Begin Source extract
Using storytelling followed by hands-on activities to teach energy transfer to upper elementary students
Let me tell you a story: I recently returned from Alaska where the air was cold and the streets were slick with snow and ice. While I was there, I took my toddler with me to the grocery store to pick up a few items for lunch and snacks for the road. When we left the store, the shopping cart was full of groceries and my bundled-up daughter. I pushed the heavily laden cart to my car, and as I turned away from the cart to open the car door and put the first bag of groceries into the car, the unwatched shopping cart began to roll away, down the icy, sloped parking lot. Needless to say, I was frantic! I noticed that not only were the cart and my toddler travelling quickly down the lot, but they were about to collide with a parked car! And I thought, “As heavy as that cart is and as fast as it is travelling, it’s going to transfer a large amount of energy to that parked car, which in turn will impart a correspondingly large amount of energy to the shopping cart and my young daughter … .”
In fact, this is not a true story, but I use it to introduce the concept of energy transfer when I’m teaching others (whether young students, high school students, preservice or inservice teachers). It has proven to be a very effective and memorable story, even though it’s untrue. The story continues (with no harm to the imaginary toddler), weaving in associated science concepts, while also compelling the listeners to internalize (understand and remember) these science concepts, such as how a change of incline, speed, and/or the coefficient of friction relates to a change in energy transfer. So, what is it that compels the listener to learn and apply these complex physical science concepts to other aspects of real life? Because of the psychology associated with hearing the phrase “Let me tell you a story.”
Researchers Nicole Speer and Jeffrey M. Zacks (2009) studied and documented the levels of brain activity that occurred while others read excerpts from a story aloud to a group of listeners. The researchers discovered that far from just passively listening to the story, the participants were living the experiences alongside the character in the story. For example, neurons in those areas of the brain that are related to grasping and other movements of the hand, lit up when the character in the story picked up, held, or pushed an object. Neurons related to vision fired as the character looked around. Even more interesting: Both the reader and the listener experienced similar patterns of brain activation during this activity and also when they told and listened to unrehearsed stories.
End Source extract
§ **Goal**: In the passage on teaching energy transfer through storytelling, which researchers studied brain activity while excerpts from a story were read aloud? The rows that follow have no connection to the passage on teaching energy transfer through storytelling.
Begin Record set
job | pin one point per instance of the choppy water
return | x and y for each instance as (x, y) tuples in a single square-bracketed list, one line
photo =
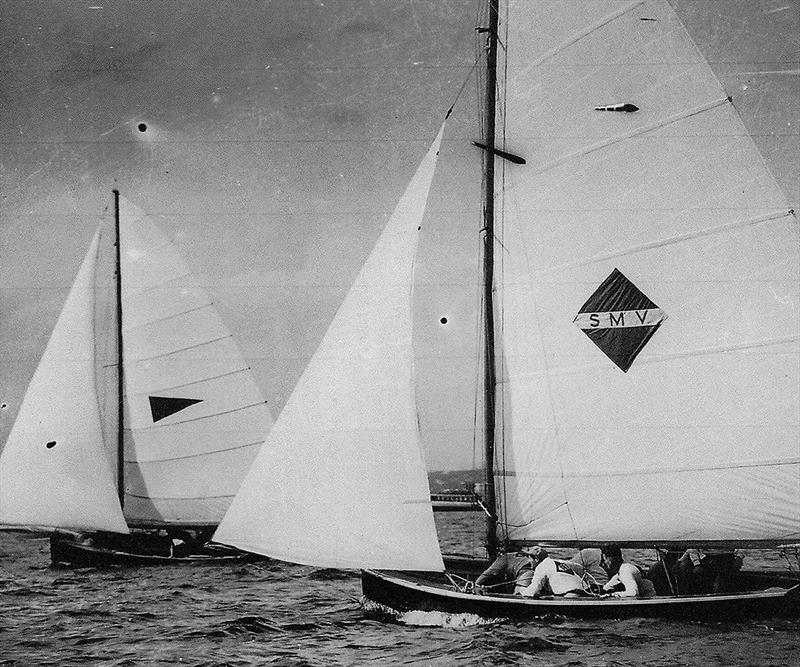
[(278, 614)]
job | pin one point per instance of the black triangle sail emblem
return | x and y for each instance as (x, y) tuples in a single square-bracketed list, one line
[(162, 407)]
End Record set
§ **Task output**: Nicole Speer and Jeffrey M. Zacks (2009).